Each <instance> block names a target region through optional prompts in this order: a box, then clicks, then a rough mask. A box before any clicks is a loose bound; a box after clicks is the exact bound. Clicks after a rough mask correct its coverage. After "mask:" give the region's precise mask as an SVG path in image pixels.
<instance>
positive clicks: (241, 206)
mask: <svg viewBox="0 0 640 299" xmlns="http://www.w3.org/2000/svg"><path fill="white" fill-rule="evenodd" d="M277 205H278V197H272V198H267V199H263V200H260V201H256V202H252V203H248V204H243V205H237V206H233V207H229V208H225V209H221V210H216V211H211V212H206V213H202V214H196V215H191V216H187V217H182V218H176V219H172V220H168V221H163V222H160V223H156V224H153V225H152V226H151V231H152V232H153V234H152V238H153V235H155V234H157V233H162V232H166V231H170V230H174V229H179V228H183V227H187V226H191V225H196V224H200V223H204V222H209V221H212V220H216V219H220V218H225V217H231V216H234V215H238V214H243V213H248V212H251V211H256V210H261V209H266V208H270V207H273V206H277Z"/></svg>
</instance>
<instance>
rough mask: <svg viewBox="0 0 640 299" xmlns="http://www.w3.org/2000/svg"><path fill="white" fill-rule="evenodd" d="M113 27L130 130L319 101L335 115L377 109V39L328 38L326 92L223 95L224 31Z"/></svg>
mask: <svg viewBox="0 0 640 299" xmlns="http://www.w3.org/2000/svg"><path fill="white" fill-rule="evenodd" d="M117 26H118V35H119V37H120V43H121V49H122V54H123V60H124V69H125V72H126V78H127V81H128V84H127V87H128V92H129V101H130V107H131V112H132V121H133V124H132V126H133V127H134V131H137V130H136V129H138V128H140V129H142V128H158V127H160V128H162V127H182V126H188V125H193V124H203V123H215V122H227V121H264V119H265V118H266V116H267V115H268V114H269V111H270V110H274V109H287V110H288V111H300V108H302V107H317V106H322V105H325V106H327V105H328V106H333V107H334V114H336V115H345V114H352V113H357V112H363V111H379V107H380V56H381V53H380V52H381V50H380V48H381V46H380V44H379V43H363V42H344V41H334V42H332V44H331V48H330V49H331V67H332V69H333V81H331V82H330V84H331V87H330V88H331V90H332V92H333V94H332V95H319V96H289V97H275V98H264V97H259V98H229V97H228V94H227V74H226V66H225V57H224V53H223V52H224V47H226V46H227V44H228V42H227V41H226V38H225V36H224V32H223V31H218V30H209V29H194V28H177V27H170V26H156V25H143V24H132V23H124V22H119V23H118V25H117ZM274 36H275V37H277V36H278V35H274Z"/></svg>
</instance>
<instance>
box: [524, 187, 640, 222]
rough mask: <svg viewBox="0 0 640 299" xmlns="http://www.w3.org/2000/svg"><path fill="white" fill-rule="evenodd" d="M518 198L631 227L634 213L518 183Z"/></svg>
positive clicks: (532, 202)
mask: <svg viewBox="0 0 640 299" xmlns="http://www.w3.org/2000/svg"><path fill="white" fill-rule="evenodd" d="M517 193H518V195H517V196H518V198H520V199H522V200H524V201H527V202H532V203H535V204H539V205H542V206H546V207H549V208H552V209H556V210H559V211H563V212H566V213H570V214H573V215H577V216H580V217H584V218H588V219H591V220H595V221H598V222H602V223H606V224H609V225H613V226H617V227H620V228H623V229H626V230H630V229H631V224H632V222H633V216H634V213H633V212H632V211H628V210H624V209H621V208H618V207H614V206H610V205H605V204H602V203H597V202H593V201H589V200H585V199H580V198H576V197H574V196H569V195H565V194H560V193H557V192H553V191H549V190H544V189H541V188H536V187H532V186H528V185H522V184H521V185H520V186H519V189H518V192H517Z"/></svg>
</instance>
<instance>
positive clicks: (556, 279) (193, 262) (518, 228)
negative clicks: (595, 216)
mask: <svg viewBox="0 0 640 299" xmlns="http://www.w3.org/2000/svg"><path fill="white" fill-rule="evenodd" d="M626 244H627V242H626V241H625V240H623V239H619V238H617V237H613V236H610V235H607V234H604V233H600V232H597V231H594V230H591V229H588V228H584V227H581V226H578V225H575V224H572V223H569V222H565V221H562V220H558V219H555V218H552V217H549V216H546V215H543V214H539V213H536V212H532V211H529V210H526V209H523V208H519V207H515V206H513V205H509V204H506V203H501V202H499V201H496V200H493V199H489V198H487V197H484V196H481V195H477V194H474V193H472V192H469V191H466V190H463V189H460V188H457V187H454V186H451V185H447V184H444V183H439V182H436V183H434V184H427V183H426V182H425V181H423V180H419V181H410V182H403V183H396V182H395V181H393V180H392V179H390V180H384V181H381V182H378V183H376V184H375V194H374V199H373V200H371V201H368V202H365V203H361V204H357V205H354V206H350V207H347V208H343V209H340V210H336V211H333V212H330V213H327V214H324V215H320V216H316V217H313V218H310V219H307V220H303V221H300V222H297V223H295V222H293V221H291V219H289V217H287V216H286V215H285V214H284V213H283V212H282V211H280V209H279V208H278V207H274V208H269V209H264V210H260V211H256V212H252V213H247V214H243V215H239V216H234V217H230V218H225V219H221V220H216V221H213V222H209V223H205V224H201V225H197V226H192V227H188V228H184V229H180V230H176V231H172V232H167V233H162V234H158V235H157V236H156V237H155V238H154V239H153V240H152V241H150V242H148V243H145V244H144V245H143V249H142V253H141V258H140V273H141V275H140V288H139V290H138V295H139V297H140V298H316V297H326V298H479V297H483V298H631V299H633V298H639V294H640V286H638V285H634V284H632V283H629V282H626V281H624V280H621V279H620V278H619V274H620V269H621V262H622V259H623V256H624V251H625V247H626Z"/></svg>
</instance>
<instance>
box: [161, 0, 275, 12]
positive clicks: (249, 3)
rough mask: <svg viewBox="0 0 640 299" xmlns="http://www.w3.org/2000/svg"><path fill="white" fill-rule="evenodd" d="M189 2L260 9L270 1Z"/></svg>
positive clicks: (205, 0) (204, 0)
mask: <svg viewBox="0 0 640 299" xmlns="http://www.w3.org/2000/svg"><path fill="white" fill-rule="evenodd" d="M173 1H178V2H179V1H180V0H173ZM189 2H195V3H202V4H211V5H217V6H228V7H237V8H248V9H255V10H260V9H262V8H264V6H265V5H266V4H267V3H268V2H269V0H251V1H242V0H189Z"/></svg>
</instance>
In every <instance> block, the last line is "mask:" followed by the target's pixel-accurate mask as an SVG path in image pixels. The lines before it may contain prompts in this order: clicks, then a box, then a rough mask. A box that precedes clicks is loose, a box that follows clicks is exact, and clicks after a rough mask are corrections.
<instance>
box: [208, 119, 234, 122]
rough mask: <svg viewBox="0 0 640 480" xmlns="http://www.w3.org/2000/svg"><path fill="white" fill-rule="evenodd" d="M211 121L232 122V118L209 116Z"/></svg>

==============================

Restate the data above in full, word for word.

Each <instance> block names a target region through optional prompts in this order: a box, then clicks, then a rough mask. A box before any clicks is a loose bound; a box after clicks is the exact bound. Clicks after a rough mask correct its coverage. After "mask:" give the region's precise mask as an SVG path in image pixels.
<instance>
positive clicks: (241, 206)
mask: <svg viewBox="0 0 640 299" xmlns="http://www.w3.org/2000/svg"><path fill="white" fill-rule="evenodd" d="M277 205H278V197H272V198H267V199H263V200H260V201H256V202H252V203H248V204H243V205H237V206H233V207H229V208H225V209H221V210H216V211H211V212H206V213H202V214H196V215H191V216H187V217H182V218H176V219H172V220H168V221H163V222H160V223H156V224H153V225H152V226H151V231H152V232H153V234H152V238H153V235H155V234H157V233H162V232H166V231H170V230H174V229H179V228H183V227H187V226H191V225H196V224H200V223H204V222H209V221H212V220H216V219H220V218H225V217H231V216H234V215H238V214H243V213H248V212H251V211H256V210H261V209H266V208H270V207H273V206H277Z"/></svg>
</instance>
<instance>
rough mask: <svg viewBox="0 0 640 299" xmlns="http://www.w3.org/2000/svg"><path fill="white" fill-rule="evenodd" d="M113 27L130 130L319 101L335 115L377 109V39L328 38L326 92L223 95L224 31Z"/></svg>
mask: <svg viewBox="0 0 640 299" xmlns="http://www.w3.org/2000/svg"><path fill="white" fill-rule="evenodd" d="M117 26H118V35H119V37H120V43H121V49H122V54H123V60H124V69H125V72H126V78H127V81H128V84H127V87H128V92H129V101H130V107H131V112H132V121H133V124H132V126H133V127H134V131H137V130H136V129H138V128H140V129H142V128H158V127H160V128H162V127H182V126H188V125H193V124H203V123H215V122H227V121H264V119H265V118H266V116H267V115H268V114H269V111H270V110H274V109H287V110H288V111H300V108H302V107H317V106H322V105H325V106H327V105H328V106H333V107H334V114H336V115H345V114H352V113H357V112H363V111H379V107H380V56H381V53H380V52H381V50H380V48H381V46H380V44H379V43H363V42H344V41H334V42H332V44H331V48H330V49H331V67H332V69H333V81H331V82H330V84H331V87H330V88H331V90H332V92H333V94H332V95H319V96H289V97H275V98H264V97H259V98H229V97H228V94H227V74H226V66H225V57H224V53H223V52H224V47H226V46H227V44H228V42H227V41H226V38H225V36H224V32H223V31H218V30H209V29H194V28H177V27H170V26H156V25H143V24H132V23H124V22H119V23H118V25H117ZM274 36H275V37H277V36H278V35H274Z"/></svg>
</instance>
<instance>
box: [524, 187, 640, 222]
rough mask: <svg viewBox="0 0 640 299" xmlns="http://www.w3.org/2000/svg"><path fill="white" fill-rule="evenodd" d="M518 198L631 227L634 213L518 183Z"/></svg>
positive clicks: (532, 202)
mask: <svg viewBox="0 0 640 299" xmlns="http://www.w3.org/2000/svg"><path fill="white" fill-rule="evenodd" d="M517 193H518V195H517V196H518V198H520V199H522V200H524V201H527V202H532V203H535V204H539V205H542V206H546V207H549V208H552V209H556V210H559V211H563V212H566V213H570V214H573V215H577V216H580V217H584V218H588V219H591V220H595V221H598V222H602V223H606V224H609V225H613V226H617V227H620V228H623V229H626V230H630V229H631V224H632V222H633V216H634V213H633V212H632V211H628V210H624V209H621V208H618V207H614V206H610V205H605V204H602V203H597V202H593V201H589V200H585V199H580V198H576V197H574V196H569V195H565V194H560V193H557V192H553V191H549V190H544V189H541V188H536V187H532V186H528V185H522V184H521V185H520V186H519V189H518V192H517Z"/></svg>
</instance>
<instance>
positive clicks: (556, 279) (193, 262) (518, 228)
negative clicks: (595, 216)
mask: <svg viewBox="0 0 640 299" xmlns="http://www.w3.org/2000/svg"><path fill="white" fill-rule="evenodd" d="M626 244H627V242H626V241H625V240H623V239H619V238H617V237H613V236H610V235H607V234H604V233H600V232H597V231H594V230H591V229H588V228H584V227H581V226H578V225H575V224H572V223H569V222H565V221H562V220H558V219H555V218H552V217H549V216H546V215H543V214H539V213H536V212H532V211H529V210H526V209H523V208H519V207H515V206H513V205H509V204H506V203H501V202H499V201H496V200H493V199H489V198H487V197H484V196H481V195H477V194H474V193H472V192H469V191H466V190H463V189H460V188H457V187H454V186H451V185H447V184H444V183H439V182H436V183H434V184H427V183H426V182H425V181H423V180H419V181H410V182H403V183H396V182H395V181H393V180H392V179H390V180H384V181H381V182H378V183H376V184H375V194H374V199H373V200H371V201H368V202H365V203H361V204H357V205H354V206H350V207H347V208H343V209H340V210H336V211H333V212H330V213H327V214H324V215H320V216H316V217H313V218H310V219H307V220H303V221H300V222H297V223H295V222H293V221H291V219H289V217H287V216H286V215H285V214H284V213H283V212H282V211H280V209H279V208H278V207H274V208H269V209H264V210H260V211H256V212H252V213H247V214H243V215H239V216H234V217H230V218H225V219H221V220H216V221H213V222H209V223H205V224H201V225H197V226H192V227H188V228H184V229H180V230H176V231H172V232H167V233H162V234H158V235H157V236H156V237H155V238H154V239H153V240H152V241H150V242H148V243H145V244H144V245H143V249H142V253H141V258H140V273H141V275H140V288H139V290H138V295H139V297H140V298H316V297H326V298H479V297H483V298H631V299H633V298H639V294H640V286H638V285H634V284H632V283H629V282H626V281H624V280H621V279H620V278H619V274H620V269H621V262H622V259H623V256H624V251H625V247H626Z"/></svg>
</instance>
<instance>
box: [161, 0, 275, 12]
positive clicks: (249, 3)
rough mask: <svg viewBox="0 0 640 299" xmlns="http://www.w3.org/2000/svg"><path fill="white" fill-rule="evenodd" d="M189 2L260 9L270 1Z"/></svg>
positive clicks: (205, 0) (204, 0)
mask: <svg viewBox="0 0 640 299" xmlns="http://www.w3.org/2000/svg"><path fill="white" fill-rule="evenodd" d="M173 1H178V2H179V1H180V0H173ZM189 2H195V3H202V4H211V5H217V6H228V7H237V8H248V9H255V10H260V9H262V8H264V6H265V5H266V4H267V3H268V2H269V0H251V1H242V0H189Z"/></svg>
</instance>
In every <instance> block, the last line is "mask:" followed by the target's pixel-accurate mask as an SVG path in image pixels. The lines before it may contain prompts in this order: clicks, then a box, then a rough mask. A box that precedes clicks is loose, a box that follows clicks is exact, and clicks after a rough mask are corrections.
<instance>
box: [208, 119, 234, 122]
rough mask: <svg viewBox="0 0 640 480" xmlns="http://www.w3.org/2000/svg"><path fill="white" fill-rule="evenodd" d="M211 121L232 122V118L209 116Z"/></svg>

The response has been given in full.